→ **What needs to be done**
Pull out each line of the listing below that contains the string "background" and copy it unchanged.
┄┄┄┄┄┄┄┄┄┄
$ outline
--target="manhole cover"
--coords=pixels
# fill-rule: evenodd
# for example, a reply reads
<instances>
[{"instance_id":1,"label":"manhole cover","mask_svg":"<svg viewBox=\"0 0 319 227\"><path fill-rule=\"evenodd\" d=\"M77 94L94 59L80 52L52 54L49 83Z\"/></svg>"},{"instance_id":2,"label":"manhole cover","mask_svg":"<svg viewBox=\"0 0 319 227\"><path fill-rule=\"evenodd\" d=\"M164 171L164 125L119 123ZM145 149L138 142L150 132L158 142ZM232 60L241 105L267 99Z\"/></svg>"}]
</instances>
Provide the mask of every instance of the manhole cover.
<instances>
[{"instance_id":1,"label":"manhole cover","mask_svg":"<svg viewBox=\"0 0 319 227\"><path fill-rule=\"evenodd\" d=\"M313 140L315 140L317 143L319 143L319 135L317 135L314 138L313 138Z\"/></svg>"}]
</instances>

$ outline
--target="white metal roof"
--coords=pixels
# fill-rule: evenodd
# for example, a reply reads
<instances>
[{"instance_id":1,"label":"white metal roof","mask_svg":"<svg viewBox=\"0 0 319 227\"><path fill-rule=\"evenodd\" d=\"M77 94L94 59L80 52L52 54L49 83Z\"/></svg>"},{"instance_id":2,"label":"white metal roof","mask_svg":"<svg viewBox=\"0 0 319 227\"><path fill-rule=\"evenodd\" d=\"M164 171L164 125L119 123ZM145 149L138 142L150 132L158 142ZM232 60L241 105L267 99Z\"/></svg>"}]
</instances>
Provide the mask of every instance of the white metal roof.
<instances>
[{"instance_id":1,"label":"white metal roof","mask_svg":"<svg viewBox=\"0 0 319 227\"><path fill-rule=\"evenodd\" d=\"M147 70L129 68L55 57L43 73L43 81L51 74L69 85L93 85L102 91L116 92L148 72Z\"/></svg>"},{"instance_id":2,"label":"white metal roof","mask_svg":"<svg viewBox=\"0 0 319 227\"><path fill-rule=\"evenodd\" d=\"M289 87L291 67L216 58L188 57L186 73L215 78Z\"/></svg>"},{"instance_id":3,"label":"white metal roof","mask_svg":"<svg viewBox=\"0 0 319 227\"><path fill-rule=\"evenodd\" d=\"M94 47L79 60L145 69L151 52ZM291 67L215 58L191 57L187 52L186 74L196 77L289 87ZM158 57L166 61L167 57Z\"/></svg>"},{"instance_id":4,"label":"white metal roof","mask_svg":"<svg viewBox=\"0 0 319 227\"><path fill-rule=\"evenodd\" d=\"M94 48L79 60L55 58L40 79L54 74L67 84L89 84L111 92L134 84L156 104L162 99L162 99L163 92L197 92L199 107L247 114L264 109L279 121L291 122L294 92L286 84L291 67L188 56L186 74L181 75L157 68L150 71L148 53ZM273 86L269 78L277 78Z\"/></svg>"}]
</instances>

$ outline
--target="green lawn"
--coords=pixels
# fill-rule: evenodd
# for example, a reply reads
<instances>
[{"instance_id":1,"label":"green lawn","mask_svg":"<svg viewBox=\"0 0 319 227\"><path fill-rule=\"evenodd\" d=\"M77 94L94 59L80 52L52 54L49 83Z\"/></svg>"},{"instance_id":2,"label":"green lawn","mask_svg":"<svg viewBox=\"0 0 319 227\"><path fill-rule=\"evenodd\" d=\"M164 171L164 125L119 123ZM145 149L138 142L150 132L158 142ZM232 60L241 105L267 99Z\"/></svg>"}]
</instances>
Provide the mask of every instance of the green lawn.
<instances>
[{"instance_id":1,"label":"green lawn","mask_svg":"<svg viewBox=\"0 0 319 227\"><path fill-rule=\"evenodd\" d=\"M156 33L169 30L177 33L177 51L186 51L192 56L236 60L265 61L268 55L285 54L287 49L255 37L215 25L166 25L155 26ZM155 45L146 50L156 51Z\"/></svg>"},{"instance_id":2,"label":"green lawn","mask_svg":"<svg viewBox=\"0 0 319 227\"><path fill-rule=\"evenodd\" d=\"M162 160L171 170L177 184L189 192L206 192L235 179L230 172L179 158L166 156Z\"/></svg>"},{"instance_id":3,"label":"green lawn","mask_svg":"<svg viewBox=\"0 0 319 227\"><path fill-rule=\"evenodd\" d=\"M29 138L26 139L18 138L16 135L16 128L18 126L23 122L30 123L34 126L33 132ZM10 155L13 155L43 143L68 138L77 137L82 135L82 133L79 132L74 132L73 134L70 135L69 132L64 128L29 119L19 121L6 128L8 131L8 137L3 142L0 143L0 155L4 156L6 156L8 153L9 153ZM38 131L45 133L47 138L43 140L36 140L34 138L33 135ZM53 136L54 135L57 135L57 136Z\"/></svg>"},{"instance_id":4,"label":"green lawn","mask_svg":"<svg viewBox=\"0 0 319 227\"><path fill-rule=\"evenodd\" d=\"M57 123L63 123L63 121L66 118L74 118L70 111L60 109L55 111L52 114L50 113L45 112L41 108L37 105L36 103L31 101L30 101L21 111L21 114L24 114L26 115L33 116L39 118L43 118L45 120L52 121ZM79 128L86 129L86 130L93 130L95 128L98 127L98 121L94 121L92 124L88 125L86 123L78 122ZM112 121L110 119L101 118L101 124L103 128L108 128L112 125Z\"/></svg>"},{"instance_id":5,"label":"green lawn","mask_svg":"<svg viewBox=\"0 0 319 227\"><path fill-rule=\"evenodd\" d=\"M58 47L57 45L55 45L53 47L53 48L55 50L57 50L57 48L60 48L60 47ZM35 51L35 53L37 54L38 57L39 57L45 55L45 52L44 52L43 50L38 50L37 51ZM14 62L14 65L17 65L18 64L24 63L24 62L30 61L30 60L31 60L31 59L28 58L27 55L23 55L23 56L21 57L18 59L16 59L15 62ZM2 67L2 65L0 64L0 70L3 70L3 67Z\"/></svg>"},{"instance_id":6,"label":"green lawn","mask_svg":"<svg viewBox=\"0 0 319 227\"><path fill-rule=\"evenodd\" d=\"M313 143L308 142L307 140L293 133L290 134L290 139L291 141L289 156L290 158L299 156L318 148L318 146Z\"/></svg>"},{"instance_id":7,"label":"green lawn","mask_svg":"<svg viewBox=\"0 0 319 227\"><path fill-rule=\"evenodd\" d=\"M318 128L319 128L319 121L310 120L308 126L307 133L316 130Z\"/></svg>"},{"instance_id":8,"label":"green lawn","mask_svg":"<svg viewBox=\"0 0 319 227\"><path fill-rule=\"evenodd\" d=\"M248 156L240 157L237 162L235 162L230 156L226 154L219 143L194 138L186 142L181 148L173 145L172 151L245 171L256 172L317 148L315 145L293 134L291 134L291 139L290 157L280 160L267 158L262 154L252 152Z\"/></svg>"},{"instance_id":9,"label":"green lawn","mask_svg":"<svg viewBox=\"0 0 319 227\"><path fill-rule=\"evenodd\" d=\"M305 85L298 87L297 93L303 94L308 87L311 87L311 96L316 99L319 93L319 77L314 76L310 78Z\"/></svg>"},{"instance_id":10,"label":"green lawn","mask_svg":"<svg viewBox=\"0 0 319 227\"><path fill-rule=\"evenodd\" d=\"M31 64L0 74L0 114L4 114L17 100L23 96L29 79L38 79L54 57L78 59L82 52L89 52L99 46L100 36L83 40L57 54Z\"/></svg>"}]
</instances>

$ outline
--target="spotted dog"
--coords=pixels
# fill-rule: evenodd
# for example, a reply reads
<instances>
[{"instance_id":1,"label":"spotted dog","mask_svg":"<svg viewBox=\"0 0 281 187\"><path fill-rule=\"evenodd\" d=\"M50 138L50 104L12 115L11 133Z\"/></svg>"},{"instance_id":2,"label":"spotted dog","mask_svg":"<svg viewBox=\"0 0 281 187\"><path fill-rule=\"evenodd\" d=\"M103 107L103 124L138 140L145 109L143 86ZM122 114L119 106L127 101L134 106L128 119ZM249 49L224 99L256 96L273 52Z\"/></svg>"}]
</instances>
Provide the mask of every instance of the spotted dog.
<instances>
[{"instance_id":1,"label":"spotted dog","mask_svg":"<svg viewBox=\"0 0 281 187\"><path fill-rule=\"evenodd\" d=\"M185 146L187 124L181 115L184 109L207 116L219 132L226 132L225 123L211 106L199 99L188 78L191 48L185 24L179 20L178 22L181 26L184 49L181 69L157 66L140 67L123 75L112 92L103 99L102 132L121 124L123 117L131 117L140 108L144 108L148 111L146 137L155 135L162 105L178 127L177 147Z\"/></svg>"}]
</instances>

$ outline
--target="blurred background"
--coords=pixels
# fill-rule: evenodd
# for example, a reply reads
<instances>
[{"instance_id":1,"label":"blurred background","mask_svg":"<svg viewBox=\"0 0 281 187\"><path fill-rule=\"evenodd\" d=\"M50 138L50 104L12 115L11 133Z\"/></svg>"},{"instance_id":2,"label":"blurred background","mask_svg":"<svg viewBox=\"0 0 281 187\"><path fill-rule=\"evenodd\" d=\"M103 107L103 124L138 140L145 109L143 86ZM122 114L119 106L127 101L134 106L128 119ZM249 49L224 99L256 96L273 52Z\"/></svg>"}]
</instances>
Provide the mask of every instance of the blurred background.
┄┄┄┄┄┄┄┄┄┄
→ **Solution for this exercise**
--target="blurred background"
[{"instance_id":1,"label":"blurred background","mask_svg":"<svg viewBox=\"0 0 281 187\"><path fill-rule=\"evenodd\" d=\"M50 138L50 104L12 115L11 133Z\"/></svg>"},{"instance_id":2,"label":"blurred background","mask_svg":"<svg viewBox=\"0 0 281 187\"><path fill-rule=\"evenodd\" d=\"M103 107L103 124L138 140L145 109L143 86ZM122 114L119 106L127 101L134 106L128 119ZM249 49L224 99L256 96L273 52Z\"/></svg>"}]
Provide the mask of every instance of the blurred background.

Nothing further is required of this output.